### Given data:
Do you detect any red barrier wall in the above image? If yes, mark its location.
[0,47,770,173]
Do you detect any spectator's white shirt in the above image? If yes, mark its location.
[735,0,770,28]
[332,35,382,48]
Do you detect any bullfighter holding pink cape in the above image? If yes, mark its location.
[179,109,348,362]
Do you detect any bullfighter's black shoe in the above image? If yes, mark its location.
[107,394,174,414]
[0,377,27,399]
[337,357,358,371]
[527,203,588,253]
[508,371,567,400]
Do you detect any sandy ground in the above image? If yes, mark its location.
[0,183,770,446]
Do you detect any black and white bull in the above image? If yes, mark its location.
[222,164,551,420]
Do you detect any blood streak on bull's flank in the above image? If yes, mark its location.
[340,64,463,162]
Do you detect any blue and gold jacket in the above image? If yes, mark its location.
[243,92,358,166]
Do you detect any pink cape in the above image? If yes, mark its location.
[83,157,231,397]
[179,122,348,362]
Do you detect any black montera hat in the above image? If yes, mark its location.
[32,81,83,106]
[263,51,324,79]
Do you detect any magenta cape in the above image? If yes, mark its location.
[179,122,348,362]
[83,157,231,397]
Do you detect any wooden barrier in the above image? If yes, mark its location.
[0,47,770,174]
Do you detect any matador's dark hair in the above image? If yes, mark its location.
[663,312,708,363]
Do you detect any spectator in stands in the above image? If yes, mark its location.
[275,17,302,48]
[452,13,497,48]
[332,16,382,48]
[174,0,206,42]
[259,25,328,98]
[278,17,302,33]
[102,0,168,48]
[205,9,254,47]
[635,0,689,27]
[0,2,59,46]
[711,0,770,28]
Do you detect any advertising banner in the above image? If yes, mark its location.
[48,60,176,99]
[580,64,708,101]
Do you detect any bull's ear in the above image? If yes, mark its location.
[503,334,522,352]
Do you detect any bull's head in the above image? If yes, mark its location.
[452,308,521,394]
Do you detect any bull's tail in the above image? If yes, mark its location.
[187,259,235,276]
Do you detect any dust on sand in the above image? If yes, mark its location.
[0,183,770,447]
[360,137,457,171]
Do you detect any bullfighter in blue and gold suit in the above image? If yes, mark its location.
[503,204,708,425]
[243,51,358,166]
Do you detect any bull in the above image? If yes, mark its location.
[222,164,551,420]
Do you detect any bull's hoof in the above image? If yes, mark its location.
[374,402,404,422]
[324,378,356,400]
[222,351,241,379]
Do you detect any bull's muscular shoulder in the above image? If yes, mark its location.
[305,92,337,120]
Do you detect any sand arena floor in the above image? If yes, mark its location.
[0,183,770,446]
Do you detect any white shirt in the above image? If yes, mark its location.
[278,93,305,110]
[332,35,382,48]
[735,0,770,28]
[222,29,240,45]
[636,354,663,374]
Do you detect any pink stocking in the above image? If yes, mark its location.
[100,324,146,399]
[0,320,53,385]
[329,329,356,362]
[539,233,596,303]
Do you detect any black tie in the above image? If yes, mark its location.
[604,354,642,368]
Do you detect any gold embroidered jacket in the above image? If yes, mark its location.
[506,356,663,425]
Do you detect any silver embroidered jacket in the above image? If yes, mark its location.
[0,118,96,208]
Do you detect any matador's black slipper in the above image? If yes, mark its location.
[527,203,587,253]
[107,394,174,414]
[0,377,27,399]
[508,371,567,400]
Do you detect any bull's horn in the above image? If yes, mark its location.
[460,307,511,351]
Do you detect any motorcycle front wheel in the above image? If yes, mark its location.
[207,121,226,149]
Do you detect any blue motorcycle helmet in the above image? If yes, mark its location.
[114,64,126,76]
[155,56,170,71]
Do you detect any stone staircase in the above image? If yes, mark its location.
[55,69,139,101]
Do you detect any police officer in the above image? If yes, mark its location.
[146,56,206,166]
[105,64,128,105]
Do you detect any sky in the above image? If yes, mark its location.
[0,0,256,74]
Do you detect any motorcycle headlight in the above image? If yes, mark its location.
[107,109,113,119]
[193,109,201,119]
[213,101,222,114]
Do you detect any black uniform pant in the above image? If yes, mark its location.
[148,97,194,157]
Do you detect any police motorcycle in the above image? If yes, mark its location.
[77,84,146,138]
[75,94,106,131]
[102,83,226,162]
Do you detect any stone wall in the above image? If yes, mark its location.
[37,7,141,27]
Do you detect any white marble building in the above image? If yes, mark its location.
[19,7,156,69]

### Task objective:
Please revise all the rows above, replacing "mark its location" with "give its coordinates" and changing nothing else.

### Result below:
Do you detect any red barrier wall in the above image? If yes, give its coordinates.
[0,47,770,173]
Do you detect any spectator's white shirt in the above image? If yes, give its coordinates.
[735,0,770,28]
[332,35,382,48]
Do you detect any bullfighter holding pink cape in the above image? If yes, give its coordinates.
[179,109,348,362]
Do you detect any bullfighter's black shoe in the above image? If yes, give its coordinates.
[107,394,174,414]
[0,377,27,399]
[337,357,358,371]
[527,203,588,253]
[508,371,567,400]
Do you detect any sandy ground in the above image? If yes, give its coordinates.
[0,183,770,446]
Do you detect any black and white bull in the above image? If yes, give its coordinates.
[222,164,551,420]
Do you detect any blood streak on bull's flank in the above image? If yes, give its coordinates.
[340,64,463,162]
Do you detect any blue and gold jacket in the above image? If yes, give its coordinates.
[243,92,358,166]
Do you detect any pink cape in the above image? If yes, give its coordinates.
[83,157,231,397]
[179,122,348,362]
Do you detect any black montera hat in the above image? If yes, give its coordinates.
[32,81,83,106]
[263,51,324,79]
Do you detect any magenta cape in the above image? If yes, give its coordinates.
[179,122,348,362]
[83,157,231,397]
Do you detect any wooden barrier in the above image? If yes, give its coordinates.
[0,47,770,174]
Do you detect any matador's dark hair in the above image? If yes, give its coordinates.
[663,312,708,363]
Do you detect any spectator in stands in the above image? If yes, give its coordinates.
[275,17,302,48]
[452,13,497,48]
[332,16,382,48]
[174,0,206,42]
[259,25,328,98]
[278,17,302,33]
[102,0,168,48]
[205,9,254,47]
[635,0,689,27]
[0,2,59,46]
[711,0,770,28]
Do you detect any advertising banner in the above image? If yes, give its coordinates.
[48,60,176,99]
[580,64,708,101]
Do you detect any bull's ear in the above image? If yes, give its coordinates.
[503,334,522,352]
Do you detect any bull's head in the above image? If yes, give its coordinates.
[452,308,521,394]
Do you detect any bull's tail in the above image? If yes, give its coordinates.
[187,259,235,276]
Do you detect any dust on sand in the above image? If yes, give its coordinates.
[0,183,770,447]
[360,137,457,171]
Do you detect any bullfighter in blue and gold suit in the above image? If yes, give its coordinates.
[503,204,708,425]
[243,51,358,166]
Do you detect any bull in the above image? If yes, give its coordinates.
[222,164,551,420]
Do you detect any bull's hoof in the above image? If yes, give its coordinates.
[374,402,404,422]
[324,378,356,400]
[222,351,241,379]
Do you detect any bull's muscular shoulder in the above image? If yes, give its coordinates.
[305,92,337,120]
Do you detect any sand arena floor in the above image? If yes, give its coordinates.
[0,183,770,446]
Do you detect any white shirt in the above image? If yes, give its coordinates.
[278,93,305,110]
[332,35,382,48]
[735,0,770,28]
[222,29,240,45]
[636,354,663,374]
Do you detect any pink stocking in the above image? If yes, give its coordinates.
[100,324,146,399]
[0,320,53,385]
[329,329,356,362]
[539,233,596,303]
Do you detect any black tie in the above image? If yes, give its coordinates.
[604,354,642,368]
Do you detect any gold embroidered jacket in the above image? If yes, give its coordinates.
[506,356,663,425]
Do you detect any silver embroidered jacket in the above image? If yes, give its coordinates.
[0,118,96,208]
Do you detect any matador's black slipper in the above image? If yes, give its coordinates.
[527,203,587,253]
[107,394,174,414]
[0,377,27,399]
[508,371,567,400]
Do you detect any bull's horn in the above image? If yes, give its coordinates.
[460,307,511,351]
Do you detect any motorcycle front wheel in the above image? If yes, give its coordinates.
[207,121,226,149]
Do you detect any blue motorcycle helmet in the above image? If yes, give its coordinates.
[114,64,126,76]
[155,56,170,71]
Do you detect any stone staircase in the above image? If yes, give its coordinates.
[55,69,139,101]
Do you detect any police officer in the above image? If yes, give its coordinates.
[146,56,206,166]
[105,64,128,105]
Do you detect any sky in the above image? If yes, give its coordinates.
[0,0,256,74]
Do you detect any motorcycle headlight in the above image? If yes, give its coordinates.
[107,109,113,119]
[193,109,201,119]
[213,101,222,114]
Do you detect any black uniform pant in the above image? If yes, give its coordinates.
[148,97,194,157]
Do you detect any police motorcycle in the above image? If yes, give its coordinates.
[77,84,146,138]
[75,94,106,131]
[102,83,226,162]
Do you detect any stone wall in the above image? If yes, give its coordinates.
[37,7,141,27]
Do you detect any white marble building in the above image? If yes, give its coordinates.
[19,7,156,69]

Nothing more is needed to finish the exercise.